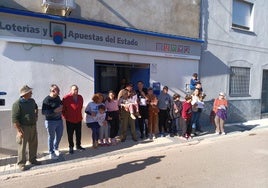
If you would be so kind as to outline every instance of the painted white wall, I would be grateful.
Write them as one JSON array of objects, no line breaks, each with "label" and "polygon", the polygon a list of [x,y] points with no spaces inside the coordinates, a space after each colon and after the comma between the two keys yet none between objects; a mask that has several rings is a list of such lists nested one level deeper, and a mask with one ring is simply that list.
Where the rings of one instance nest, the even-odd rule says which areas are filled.
[{"label": "painted white wall", "polygon": [[[268,8],[266,0],[254,3],[253,32],[232,29],[232,0],[209,0],[203,7],[206,43],[200,62],[200,76],[207,91],[206,100],[217,97],[220,91],[229,93],[229,67],[251,68],[250,97],[229,97],[231,100],[260,99],[262,71],[268,64]],[[266,67],[266,68],[265,68]]]},{"label": "painted white wall", "polygon": [[[170,94],[178,92],[184,97],[185,83],[189,83],[192,72],[198,70],[198,60],[153,57],[126,53],[116,53],[79,48],[0,41],[0,90],[7,92],[6,105],[0,106],[0,148],[12,151],[16,148],[15,129],[11,124],[11,108],[19,98],[19,89],[24,84],[33,87],[33,98],[39,109],[49,93],[52,83],[59,85],[61,97],[69,92],[72,84],[77,84],[84,97],[84,106],[94,94],[94,61],[155,64],[150,73],[150,82],[160,82],[170,88]],[[39,151],[46,151],[47,133],[44,117],[37,122],[39,132]],[[10,140],[12,138],[12,140]],[[83,125],[83,144],[90,144],[90,130]],[[64,134],[62,147],[67,146]]]},{"label": "painted white wall", "polygon": [[8,93],[4,96],[6,105],[0,109],[11,109],[24,84],[34,88],[33,97],[39,107],[48,95],[51,84],[59,85],[61,96],[69,92],[72,84],[77,84],[86,105],[94,93],[95,60],[155,64],[157,68],[150,73],[151,82],[160,82],[169,86],[171,93],[181,94],[192,73],[198,70],[197,60],[46,45],[26,48],[27,45],[0,42],[0,85],[1,90]]}]

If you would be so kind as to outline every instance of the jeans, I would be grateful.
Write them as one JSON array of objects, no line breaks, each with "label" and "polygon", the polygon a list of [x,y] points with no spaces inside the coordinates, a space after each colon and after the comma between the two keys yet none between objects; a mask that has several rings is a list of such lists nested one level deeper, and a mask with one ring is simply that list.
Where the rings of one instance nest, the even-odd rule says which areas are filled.
[{"label": "jeans", "polygon": [[180,118],[172,119],[172,125],[171,125],[171,133],[177,134],[179,131],[179,120]]},{"label": "jeans", "polygon": [[197,131],[201,130],[201,127],[199,124],[200,115],[201,115],[201,111],[192,113],[192,119],[191,119],[192,128],[196,129]]},{"label": "jeans", "polygon": [[52,154],[59,148],[59,143],[63,133],[63,121],[46,120],[45,126],[48,133],[48,151],[50,154]]},{"label": "jeans", "polygon": [[87,123],[87,127],[92,131],[92,143],[94,144],[100,137],[100,125],[98,122]]},{"label": "jeans", "polygon": [[109,126],[108,125],[103,125],[100,126],[99,128],[100,132],[100,139],[107,139],[109,138],[108,133],[109,133]]}]

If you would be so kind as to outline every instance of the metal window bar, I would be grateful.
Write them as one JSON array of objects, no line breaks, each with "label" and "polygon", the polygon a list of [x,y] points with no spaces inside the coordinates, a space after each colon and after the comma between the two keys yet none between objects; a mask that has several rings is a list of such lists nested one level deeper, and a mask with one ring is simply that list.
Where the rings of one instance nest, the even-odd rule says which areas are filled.
[{"label": "metal window bar", "polygon": [[249,95],[250,68],[231,67],[230,95]]}]

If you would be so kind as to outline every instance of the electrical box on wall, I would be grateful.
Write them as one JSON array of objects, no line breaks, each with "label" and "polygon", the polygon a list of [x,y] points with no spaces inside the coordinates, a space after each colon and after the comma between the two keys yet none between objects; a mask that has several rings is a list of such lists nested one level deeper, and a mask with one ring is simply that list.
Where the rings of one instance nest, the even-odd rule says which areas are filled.
[{"label": "electrical box on wall", "polygon": [[43,0],[42,7],[47,14],[69,16],[76,4],[75,0]]}]

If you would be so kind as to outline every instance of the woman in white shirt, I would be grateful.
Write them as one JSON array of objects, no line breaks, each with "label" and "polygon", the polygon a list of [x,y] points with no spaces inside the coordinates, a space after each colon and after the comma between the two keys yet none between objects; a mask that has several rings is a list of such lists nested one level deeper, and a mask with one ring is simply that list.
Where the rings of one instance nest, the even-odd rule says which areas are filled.
[{"label": "woman in white shirt", "polygon": [[205,105],[203,99],[200,97],[200,90],[198,88],[196,88],[192,94],[191,104],[192,104],[192,118],[191,118],[192,135],[197,135],[198,132],[203,132],[199,124],[199,119]]}]

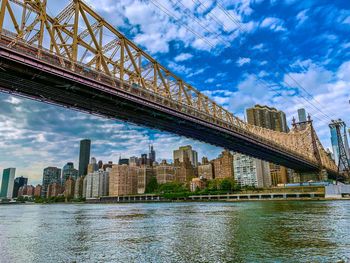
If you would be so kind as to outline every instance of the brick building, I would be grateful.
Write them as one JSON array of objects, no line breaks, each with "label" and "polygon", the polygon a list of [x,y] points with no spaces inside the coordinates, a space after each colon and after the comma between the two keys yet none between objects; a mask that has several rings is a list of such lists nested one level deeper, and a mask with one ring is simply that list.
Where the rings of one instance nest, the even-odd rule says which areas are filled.
[{"label": "brick building", "polygon": [[214,166],[214,177],[216,179],[233,178],[233,155],[224,150],[218,158],[212,161]]}]

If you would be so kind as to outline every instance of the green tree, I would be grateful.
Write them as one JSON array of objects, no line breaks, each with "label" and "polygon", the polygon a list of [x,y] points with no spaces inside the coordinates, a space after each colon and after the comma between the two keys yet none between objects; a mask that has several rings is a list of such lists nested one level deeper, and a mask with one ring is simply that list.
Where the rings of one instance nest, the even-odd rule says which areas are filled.
[{"label": "green tree", "polygon": [[155,193],[157,192],[158,188],[159,188],[159,185],[157,182],[157,178],[153,176],[149,181],[149,183],[146,185],[145,193],[147,194]]},{"label": "green tree", "polygon": [[220,182],[220,190],[223,191],[231,191],[232,190],[232,183],[231,180],[228,178],[222,179]]},{"label": "green tree", "polygon": [[159,186],[159,192],[161,193],[181,193],[187,191],[187,188],[183,184],[177,182],[165,183]]}]

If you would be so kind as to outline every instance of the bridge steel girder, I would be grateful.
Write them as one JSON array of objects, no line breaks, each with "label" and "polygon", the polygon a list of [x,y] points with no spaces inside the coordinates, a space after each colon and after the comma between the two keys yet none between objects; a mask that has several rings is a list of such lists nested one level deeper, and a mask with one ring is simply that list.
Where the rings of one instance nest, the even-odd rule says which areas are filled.
[{"label": "bridge steel girder", "polygon": [[300,172],[319,169],[317,163],[244,134],[11,50],[0,48],[0,63],[4,69],[0,71],[4,92],[195,138]]},{"label": "bridge steel girder", "polygon": [[[83,1],[72,1],[56,17],[51,17],[46,8],[46,0],[1,0],[0,51],[2,67],[8,71],[0,72],[3,90],[34,99],[45,93],[52,103],[175,131],[291,168],[325,168],[329,173],[337,171],[316,134],[313,134],[312,127],[281,133],[245,123],[159,64]],[[18,11],[21,9],[22,12]],[[6,23],[10,24],[9,28],[4,28],[6,17],[9,18],[9,23]],[[17,82],[11,84],[9,72],[16,77],[22,74],[24,82],[28,82],[30,78],[26,78],[34,74],[32,77],[36,76],[34,79],[38,87],[31,85],[32,82],[28,82],[31,89]],[[37,73],[40,74],[35,75]],[[46,76],[47,79],[42,83],[43,79],[38,76]],[[93,108],[89,109],[81,105],[82,101],[80,104],[70,101],[68,95],[65,99],[58,99],[62,90],[53,86],[55,82],[61,86],[65,82],[79,86],[81,94],[76,96],[80,100],[87,99],[88,94],[84,92],[90,90],[96,94],[103,92],[103,96],[109,94],[117,105],[132,102],[134,111],[138,109],[138,114],[147,121],[133,116],[132,111],[128,113],[130,116],[127,115],[122,108],[118,108],[120,112],[117,114],[112,108],[94,110],[97,105],[93,101],[90,102]],[[51,95],[47,90],[49,86]],[[77,91],[70,92],[73,95]],[[158,119],[150,119],[152,115],[143,114],[144,111],[159,114],[159,122],[160,118],[167,119],[167,116],[171,117],[170,122],[185,121],[186,125],[157,124]],[[204,133],[208,138],[203,137]]]}]

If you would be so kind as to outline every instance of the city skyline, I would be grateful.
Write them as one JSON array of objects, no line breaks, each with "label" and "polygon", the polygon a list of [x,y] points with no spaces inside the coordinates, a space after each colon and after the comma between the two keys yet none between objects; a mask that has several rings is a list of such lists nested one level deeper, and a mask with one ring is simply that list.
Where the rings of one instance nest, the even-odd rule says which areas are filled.
[{"label": "city skyline", "polygon": [[[0,96],[1,96],[1,94],[0,94]],[[32,101],[28,100],[26,102],[31,103]],[[48,106],[67,111],[66,109],[63,109],[61,107],[51,106],[51,105],[48,105]],[[52,110],[54,110],[54,108],[52,108]],[[277,110],[279,110],[279,109],[277,109]],[[83,114],[83,113],[79,113],[76,111],[70,111],[70,112],[72,112],[72,114],[78,114],[78,115]],[[159,132],[156,130],[137,127],[136,125],[122,123],[119,121],[115,121],[115,123],[113,124],[113,123],[110,123],[110,120],[107,120],[107,119],[104,119],[101,117],[96,117],[96,116],[87,115],[87,114],[83,114],[83,115],[85,115],[83,117],[85,120],[86,119],[94,120],[95,122],[98,122],[102,127],[104,127],[104,128],[108,127],[108,129],[110,130],[110,132],[112,134],[113,134],[113,130],[112,130],[113,127],[119,127],[119,128],[125,129],[122,132],[119,131],[119,134],[126,132],[129,135],[129,138],[128,138],[129,141],[130,140],[132,141],[132,143],[130,143],[130,145],[132,145],[132,147],[127,147],[128,145],[123,143],[123,144],[121,144],[122,147],[118,148],[117,143],[110,141],[108,139],[101,140],[99,138],[96,138],[95,140],[92,140],[91,138],[88,138],[89,136],[85,136],[85,138],[88,138],[88,139],[77,138],[75,136],[74,136],[75,137],[74,138],[72,136],[69,141],[66,140],[67,143],[69,142],[69,145],[64,145],[65,141],[63,141],[60,144],[61,145],[60,148],[70,150],[69,155],[71,157],[68,157],[68,159],[61,159],[59,161],[55,161],[55,157],[56,157],[55,154],[49,153],[47,156],[45,156],[45,158],[46,158],[46,160],[51,160],[51,161],[46,162],[46,163],[42,162],[42,165],[40,167],[35,167],[35,170],[33,169],[33,173],[30,170],[30,166],[29,167],[15,166],[15,164],[17,162],[9,161],[8,162],[9,164],[13,164],[12,166],[16,167],[16,170],[17,170],[16,177],[19,177],[19,176],[27,177],[29,179],[29,181],[31,182],[31,184],[37,185],[37,184],[42,183],[42,171],[46,167],[57,167],[59,169],[62,169],[68,162],[72,162],[74,164],[74,167],[78,168],[78,166],[79,166],[79,147],[80,147],[80,143],[84,140],[91,140],[92,141],[90,156],[95,157],[97,159],[97,161],[103,160],[104,163],[107,163],[108,161],[112,161],[113,163],[118,163],[118,160],[120,157],[129,158],[129,157],[132,157],[135,155],[141,156],[141,154],[143,154],[143,153],[148,153],[150,144],[152,144],[154,146],[154,148],[157,152],[156,161],[158,161],[158,162],[161,162],[163,159],[167,160],[168,162],[173,162],[174,161],[173,150],[176,150],[177,148],[182,147],[184,145],[191,145],[194,149],[196,149],[196,150],[198,149],[198,152],[199,152],[198,153],[198,160],[200,160],[202,157],[207,157],[210,160],[215,159],[220,154],[220,152],[223,150],[222,148],[217,147],[217,146],[209,145],[209,144],[206,144],[204,142],[200,142],[200,141],[193,140],[190,138],[180,137],[180,136],[177,136],[177,135],[174,135],[171,133]],[[295,112],[295,115],[297,118],[298,117],[297,111]],[[288,116],[286,116],[286,117],[287,117],[287,119],[289,119]],[[67,119],[69,119],[69,118],[67,118]],[[76,118],[72,118],[72,120],[74,122],[74,120],[76,120]],[[108,124],[106,124],[106,123],[108,123]],[[288,127],[291,126],[288,123],[287,123],[287,125],[288,125]],[[69,127],[70,125],[67,125],[67,126]],[[328,130],[329,130],[329,128],[328,128]],[[69,131],[69,130],[67,130],[67,131]],[[139,132],[140,134],[132,134],[132,132],[134,132],[134,131]],[[146,137],[146,134],[148,135],[148,137]],[[77,135],[77,136],[79,136],[79,135]],[[117,137],[117,135],[115,135],[115,137]],[[331,137],[331,136],[329,135],[329,137]],[[125,138],[125,136],[124,136],[124,138]],[[142,140],[135,142],[134,140],[137,138],[142,138]],[[152,141],[151,141],[151,138],[153,139]],[[328,140],[331,141],[330,138]],[[40,142],[40,135],[38,138],[38,142]],[[48,141],[46,141],[46,142],[48,142]],[[103,143],[105,143],[105,144],[103,144]],[[167,144],[168,146],[164,147],[165,144]],[[329,144],[330,144],[329,148],[332,151],[331,143],[329,143]],[[170,149],[169,147],[173,147],[172,150],[168,150],[168,149]],[[108,154],[108,151],[104,150],[104,149],[109,149],[110,154]],[[122,150],[122,149],[125,149],[125,150]],[[96,152],[96,154],[94,151]],[[98,154],[98,153],[100,153],[100,154]],[[2,160],[0,160],[0,170],[3,170],[3,169],[10,167],[9,165],[2,166],[2,163],[4,163],[4,162],[2,162]],[[0,184],[1,184],[1,178],[0,178]]]},{"label": "city skyline", "polygon": [[[214,41],[214,47],[206,46],[193,35],[183,37],[184,26],[164,16],[150,2],[103,1],[101,5],[86,2],[170,70],[241,118],[244,118],[246,108],[258,103],[283,110],[290,126],[292,117],[297,118],[297,109],[305,108],[314,119],[317,133],[326,148],[331,148],[328,122],[300,96],[311,100],[317,107],[322,105],[322,110],[329,116],[348,122],[349,91],[346,87],[350,84],[347,74],[350,70],[350,39],[344,32],[349,31],[350,21],[343,4],[327,1],[281,1],[267,5],[262,1],[250,4],[225,2],[224,7],[247,29],[245,33],[238,30],[215,3],[208,6],[206,12],[201,12],[191,3],[184,3],[185,7],[171,6],[172,11],[177,12],[179,8],[189,8],[203,23],[208,23],[204,14],[217,14],[224,26],[211,26],[213,29],[217,27],[225,40],[232,41],[231,47],[225,49],[213,34],[209,37]],[[66,1],[50,2],[50,12],[58,12],[65,4]],[[266,8],[270,11],[268,15]],[[116,14],[117,21],[114,19]],[[335,17],[338,23],[331,23]],[[181,19],[185,25],[193,23],[185,13]],[[173,29],[173,35],[166,34],[169,28]],[[202,29],[197,30],[203,33]],[[156,37],[159,32],[164,37]],[[275,41],[270,41],[271,37]],[[277,47],[279,54],[274,52]],[[287,67],[287,72],[278,69],[273,60]],[[289,76],[311,95],[293,83]],[[258,78],[271,89],[277,89],[277,93],[259,85]],[[282,95],[277,95],[278,92]],[[63,167],[67,161],[73,161],[78,167],[76,142],[85,137],[95,141],[92,152],[96,152],[96,156],[114,162],[123,153],[141,154],[141,149],[147,147],[149,141],[158,149],[160,159],[171,159],[171,153],[163,149],[188,144],[193,145],[200,156],[209,158],[221,151],[169,133],[7,94],[0,94],[0,101],[0,169],[16,166],[18,175],[38,181],[46,165]]]}]

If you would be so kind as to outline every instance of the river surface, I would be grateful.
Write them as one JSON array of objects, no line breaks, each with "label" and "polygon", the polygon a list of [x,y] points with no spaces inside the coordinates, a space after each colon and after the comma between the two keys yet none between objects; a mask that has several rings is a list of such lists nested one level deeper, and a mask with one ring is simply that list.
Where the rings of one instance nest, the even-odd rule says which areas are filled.
[{"label": "river surface", "polygon": [[350,262],[350,201],[2,205],[0,262]]}]

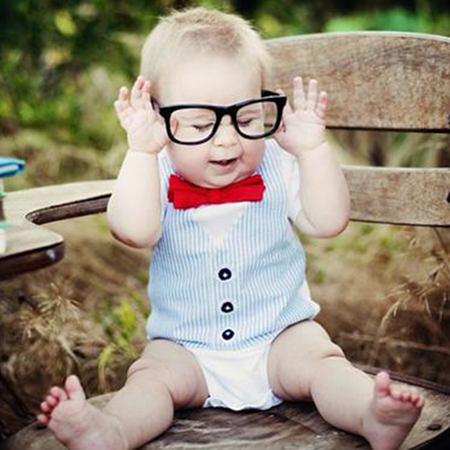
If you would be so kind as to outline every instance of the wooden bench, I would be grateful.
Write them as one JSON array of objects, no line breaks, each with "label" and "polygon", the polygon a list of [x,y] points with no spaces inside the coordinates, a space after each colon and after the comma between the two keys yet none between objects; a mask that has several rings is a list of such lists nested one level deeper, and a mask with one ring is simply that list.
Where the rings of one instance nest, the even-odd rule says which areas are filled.
[{"label": "wooden bench", "polygon": [[[271,88],[291,92],[293,75],[315,77],[329,92],[333,129],[450,132],[450,39],[411,33],[342,33],[267,41],[277,68]],[[32,161],[29,162],[32,164]],[[450,225],[450,169],[345,167],[351,219],[389,224]],[[9,248],[0,279],[49,266],[64,240],[46,222],[105,211],[113,181],[11,193],[3,202]],[[320,301],[320,299],[319,299]],[[368,373],[376,369],[365,368]],[[450,389],[396,375],[425,394],[427,405],[403,449],[450,448]],[[103,404],[110,394],[93,399]],[[360,437],[334,430],[310,403],[266,412],[179,412],[172,428],[144,448],[364,449]],[[1,450],[64,448],[36,423],[0,443]]]}]

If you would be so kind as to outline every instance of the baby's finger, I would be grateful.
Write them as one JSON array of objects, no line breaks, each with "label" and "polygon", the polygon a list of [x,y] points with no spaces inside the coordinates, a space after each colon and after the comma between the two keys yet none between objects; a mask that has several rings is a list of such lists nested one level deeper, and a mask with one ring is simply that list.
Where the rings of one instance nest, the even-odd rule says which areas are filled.
[{"label": "baby's finger", "polygon": [[133,107],[140,106],[139,104],[142,98],[142,88],[144,87],[144,84],[145,78],[142,75],[139,75],[131,89],[131,97],[130,97],[131,106]]},{"label": "baby's finger", "polygon": [[114,102],[114,108],[116,109],[117,114],[120,114],[129,107],[130,102],[128,101],[128,89],[125,86],[122,86],[119,90],[119,97]]},{"label": "baby's finger", "polygon": [[325,119],[325,115],[328,107],[328,94],[325,91],[321,91],[319,94],[319,100],[317,101],[316,114],[320,119]]},{"label": "baby's finger", "polygon": [[117,117],[119,119],[120,125],[122,128],[128,131],[129,126],[133,122],[133,117],[135,115],[135,112],[130,107],[122,112],[117,113]]},{"label": "baby's finger", "polygon": [[142,101],[144,102],[144,109],[153,112],[153,105],[151,99],[151,82],[146,80],[142,88]]},{"label": "baby's finger", "polygon": [[121,101],[121,102],[127,102],[128,101],[128,89],[127,89],[126,86],[122,86],[119,89],[119,98],[118,98],[118,100]]},{"label": "baby's finger", "polygon": [[[177,130],[178,122],[174,117],[170,119],[171,133],[175,134]],[[167,132],[166,124],[162,121],[155,123],[155,141],[159,143],[161,147],[164,147],[169,142],[169,134]]]},{"label": "baby's finger", "polygon": [[289,104],[289,102],[286,102],[286,106],[283,109],[283,116],[288,116],[290,114],[292,114],[294,111],[292,110],[291,105]]},{"label": "baby's finger", "polygon": [[116,110],[117,117],[120,121],[132,113],[130,104],[128,102],[121,102],[120,100],[114,102],[114,109]]},{"label": "baby's finger", "polygon": [[120,125],[126,130],[134,114],[133,108],[128,100],[116,100],[114,102],[114,109],[116,110]]},{"label": "baby's finger", "polygon": [[306,99],[306,109],[308,111],[315,111],[317,105],[317,80],[309,80],[308,97]]},{"label": "baby's finger", "polygon": [[294,78],[294,111],[305,109],[305,91],[302,77]]},{"label": "baby's finger", "polygon": [[119,89],[119,95],[117,97],[117,100],[114,102],[114,106],[117,105],[119,110],[123,110],[129,106],[128,101],[128,89],[125,86],[122,86]]},{"label": "baby's finger", "polygon": [[283,109],[283,114],[281,116],[281,122],[280,122],[280,125],[279,125],[276,133],[284,133],[286,131],[286,125],[285,125],[286,117],[290,116],[293,113],[294,113],[294,111],[292,110],[291,105],[287,101],[286,106]]},{"label": "baby's finger", "polygon": [[150,94],[151,87],[152,87],[151,81],[150,80],[145,80],[144,84],[142,85],[142,93]]}]

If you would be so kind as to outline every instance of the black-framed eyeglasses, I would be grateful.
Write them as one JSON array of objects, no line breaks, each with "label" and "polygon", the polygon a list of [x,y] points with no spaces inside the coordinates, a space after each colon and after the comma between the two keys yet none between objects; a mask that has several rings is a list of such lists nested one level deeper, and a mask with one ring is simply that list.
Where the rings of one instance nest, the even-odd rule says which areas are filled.
[{"label": "black-framed eyeglasses", "polygon": [[263,91],[261,98],[228,106],[196,103],[162,106],[155,99],[152,104],[164,118],[170,140],[182,145],[198,145],[214,136],[227,115],[236,131],[246,139],[270,136],[280,126],[286,96]]}]

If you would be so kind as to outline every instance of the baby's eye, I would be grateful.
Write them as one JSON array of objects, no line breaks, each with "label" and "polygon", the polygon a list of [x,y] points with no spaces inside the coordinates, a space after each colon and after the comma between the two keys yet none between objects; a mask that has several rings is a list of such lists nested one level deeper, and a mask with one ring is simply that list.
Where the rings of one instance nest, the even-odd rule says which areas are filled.
[{"label": "baby's eye", "polygon": [[213,124],[212,123],[207,123],[207,124],[204,124],[204,125],[192,125],[192,126],[197,131],[207,131],[208,129],[210,129],[213,126]]},{"label": "baby's eye", "polygon": [[240,127],[248,127],[254,122],[255,119],[245,119],[245,120],[238,120],[238,125]]}]

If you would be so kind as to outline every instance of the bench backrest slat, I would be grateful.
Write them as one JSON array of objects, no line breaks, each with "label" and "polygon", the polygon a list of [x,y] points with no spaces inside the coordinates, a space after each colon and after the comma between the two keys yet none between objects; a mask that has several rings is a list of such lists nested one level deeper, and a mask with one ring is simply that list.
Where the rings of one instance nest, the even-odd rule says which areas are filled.
[{"label": "bench backrest slat", "polygon": [[450,226],[450,169],[347,166],[355,221]]},{"label": "bench backrest slat", "polygon": [[[352,220],[450,226],[450,169],[345,166],[344,173]],[[5,199],[5,212],[22,225],[24,217],[43,224],[103,212],[113,184],[90,181],[13,192]]]},{"label": "bench backrest slat", "polygon": [[270,88],[317,78],[330,128],[450,132],[450,38],[395,32],[272,39]]}]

========================

Keeping every character as it is, restate the lines above that run from the line with "jeans, I would be grateful." through the line with "bar, I would be grateful.", both included, and nothing else.

If you would be so kind as to outline every instance of the jeans, I would be grateful.
Write them as one JSON array of objects, no line breaks, each with "label" and "polygon", the polygon a list of [x,y] points with no spaces inside the coordinates, a space after each colon and after the comma between the two keys yet none between objects; a mask that has several rings is a list of such lists nested one level deeper, and a mask with one ring is simply that list.
Where the rings of one instance nest, the even-odd rule says which areas are filled.
[{"label": "jeans", "polygon": [[180,118],[172,119],[172,125],[171,125],[171,133],[177,134],[179,131],[179,120]]},{"label": "jeans", "polygon": [[197,131],[201,130],[201,127],[199,124],[200,115],[201,115],[201,111],[192,113],[192,119],[191,119],[192,128],[196,129]]},{"label": "jeans", "polygon": [[52,154],[59,148],[59,143],[63,133],[63,121],[46,120],[45,126],[48,133],[48,151],[50,154]]},{"label": "jeans", "polygon": [[87,123],[87,127],[92,131],[92,143],[94,144],[100,137],[100,125],[98,122]]},{"label": "jeans", "polygon": [[109,126],[108,125],[103,125],[100,126],[99,128],[100,132],[100,139],[107,139],[109,138],[108,133],[109,133]]}]

If you would be so kind as to outline every instance of the metal window bar, I would be grateful.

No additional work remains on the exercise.